WORK REQUEST
Your answer should reproduce every line of the material in which the word "display" occurs.
** Opening DATA block **
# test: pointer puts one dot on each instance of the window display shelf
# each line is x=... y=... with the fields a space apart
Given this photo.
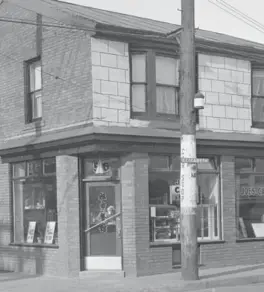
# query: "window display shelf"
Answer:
x=164 y=224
** Closing DATA block **
EXERCISE RESPONSE
# test: pointer puts one dot on each instance of the window display shelf
# query: "window display shelf"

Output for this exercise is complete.